• THE TASK: Extract the full listing below without altering a single character.

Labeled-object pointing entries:
▶
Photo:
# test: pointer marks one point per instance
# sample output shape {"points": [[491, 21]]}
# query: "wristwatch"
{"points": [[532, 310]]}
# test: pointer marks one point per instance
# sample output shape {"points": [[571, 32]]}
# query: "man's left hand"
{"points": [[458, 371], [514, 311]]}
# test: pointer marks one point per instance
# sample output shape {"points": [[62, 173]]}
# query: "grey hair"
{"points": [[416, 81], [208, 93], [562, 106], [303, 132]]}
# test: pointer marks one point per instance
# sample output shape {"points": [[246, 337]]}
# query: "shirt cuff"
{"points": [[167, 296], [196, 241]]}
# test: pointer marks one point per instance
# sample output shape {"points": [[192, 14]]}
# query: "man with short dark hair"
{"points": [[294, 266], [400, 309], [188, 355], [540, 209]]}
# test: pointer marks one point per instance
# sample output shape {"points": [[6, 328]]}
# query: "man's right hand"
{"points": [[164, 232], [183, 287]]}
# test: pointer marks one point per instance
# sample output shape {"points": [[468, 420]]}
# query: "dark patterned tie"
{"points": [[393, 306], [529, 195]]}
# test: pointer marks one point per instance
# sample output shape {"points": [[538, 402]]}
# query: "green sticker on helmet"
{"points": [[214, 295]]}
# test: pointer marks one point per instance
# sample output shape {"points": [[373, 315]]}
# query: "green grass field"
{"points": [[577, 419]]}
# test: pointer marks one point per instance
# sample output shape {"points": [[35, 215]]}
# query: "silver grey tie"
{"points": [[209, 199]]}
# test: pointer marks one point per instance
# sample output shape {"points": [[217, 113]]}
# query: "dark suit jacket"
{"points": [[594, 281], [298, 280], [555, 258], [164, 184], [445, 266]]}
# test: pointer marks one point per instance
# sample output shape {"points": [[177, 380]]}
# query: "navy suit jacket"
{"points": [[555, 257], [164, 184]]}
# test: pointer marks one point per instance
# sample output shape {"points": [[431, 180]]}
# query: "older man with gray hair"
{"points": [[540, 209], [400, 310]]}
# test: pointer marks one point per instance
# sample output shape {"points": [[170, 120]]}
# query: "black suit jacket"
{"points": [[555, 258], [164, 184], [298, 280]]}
◀
• ANSWER BELOW:
Photo:
# test: pointer marks one point per instance
# sample output shape {"points": [[491, 21]]}
# query: "wristwatch"
{"points": [[532, 310]]}
# test: pointer marks one point per instance
# sample output shape {"points": [[571, 32]]}
# query: "man's left hand"
{"points": [[458, 371], [514, 311]]}
# test: pointer marks one point per instance
# sample output shape {"points": [[62, 173]]}
# query: "grey hair"
{"points": [[416, 81], [208, 93], [562, 106], [303, 132]]}
# test: pointer marks one point per instance
# sample output shape {"points": [[246, 337]]}
# query: "shirt cuff"
{"points": [[167, 296], [196, 241]]}
# test: pointer marks one point per instance
# sample output shape {"points": [[192, 14]]}
# query: "man with short dark hair"
{"points": [[294, 266], [400, 309], [188, 355], [540, 209]]}
# test: pointer marks one point per instance
# sample output shape {"points": [[6, 328]]}
# query: "man's right hand"
{"points": [[164, 232], [183, 287]]}
# test: pointer marks one point per instance
# sample output shape {"points": [[468, 420]]}
# query: "dark patterned tie"
{"points": [[393, 306], [529, 195]]}
# test: pointer marks one point per instance
# sample output shape {"points": [[538, 402]]}
# query: "green sticker on helmet"
{"points": [[214, 295]]}
# test: pointer marks one point per instance
# sample output shape {"points": [[373, 315]]}
# query: "green grass field"
{"points": [[577, 419]]}
# test: pointer marks one point per instance
# sample output shape {"points": [[35, 215]]}
# query: "silver grey tie"
{"points": [[209, 199]]}
# test: pointer marks one point per instance
# sample output shape {"points": [[217, 113]]}
# query: "dark suit jacket"
{"points": [[594, 281], [298, 280], [555, 258], [164, 184], [445, 266]]}
# test: pointer marks one point per instance
# sample output shape {"points": [[177, 380]]}
# query: "navy suit jacket"
{"points": [[555, 257], [164, 184]]}
# test: pointer marks one point per instance
# sample output shape {"points": [[431, 180]]}
# query: "older man with gray hair"
{"points": [[540, 209], [400, 310]]}
# test: pointer marks one point per instance
# sample output shape {"points": [[170, 120]]}
# query: "black suit jacket"
{"points": [[555, 258], [164, 184], [298, 280]]}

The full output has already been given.